Excerpt from a dataset:

-=-=-=-=-

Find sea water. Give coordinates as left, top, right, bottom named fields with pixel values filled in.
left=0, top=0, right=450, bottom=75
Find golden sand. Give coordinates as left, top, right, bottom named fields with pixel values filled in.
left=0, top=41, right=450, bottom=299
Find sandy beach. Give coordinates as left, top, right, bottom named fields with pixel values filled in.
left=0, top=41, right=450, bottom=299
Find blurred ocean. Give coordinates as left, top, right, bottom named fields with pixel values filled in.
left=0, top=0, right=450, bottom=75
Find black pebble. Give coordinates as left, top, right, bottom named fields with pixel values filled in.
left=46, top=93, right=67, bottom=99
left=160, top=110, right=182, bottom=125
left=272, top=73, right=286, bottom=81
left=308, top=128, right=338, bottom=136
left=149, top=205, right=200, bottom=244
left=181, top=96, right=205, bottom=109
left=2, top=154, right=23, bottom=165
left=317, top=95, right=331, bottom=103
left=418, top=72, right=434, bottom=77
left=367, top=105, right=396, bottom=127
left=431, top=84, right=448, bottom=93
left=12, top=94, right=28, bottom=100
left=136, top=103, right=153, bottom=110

-=-=-=-=-

Required work =>
Rescale the data by multiplying every pixel coordinate in the answers by 0.35 and rounding to whole numbers, with halves rounded up. Reproduce all the lines, requests included, leaving the requests and their format samples unchanged.

Problem solution =>
Find sea water. Give coordinates as left, top, right, bottom named fields with pixel values filled in.
left=0, top=0, right=158, bottom=26
Find golden sand. Give coordinates as left, top, right, bottom named fields with pixel values filled in.
left=0, top=14, right=158, bottom=105
Find sandy beach. Give coordinates as left, top, right, bottom named fields with pixel values filled in.
left=0, top=14, right=158, bottom=105
Find blurred ocean. Give coordinates as left, top, right, bottom named fields with pixel values filled in.
left=0, top=0, right=158, bottom=26
Find black pebble. Give coordinates as left, top, right, bottom named fields with pixel values filled in.
left=16, top=33, right=23, bottom=35
left=56, top=39, right=64, bottom=44
left=95, top=26, right=100, bottom=28
left=108, top=45, right=118, bottom=48
left=52, top=72, right=70, bottom=85
left=63, top=34, right=72, bottom=38
left=1, top=54, right=8, bottom=58
left=111, top=33, right=116, bottom=36
left=146, top=25, right=152, bottom=27
left=128, top=37, right=139, bottom=44
left=151, top=29, right=157, bottom=33
left=4, top=33, right=10, bottom=35
left=48, top=36, right=54, bottom=39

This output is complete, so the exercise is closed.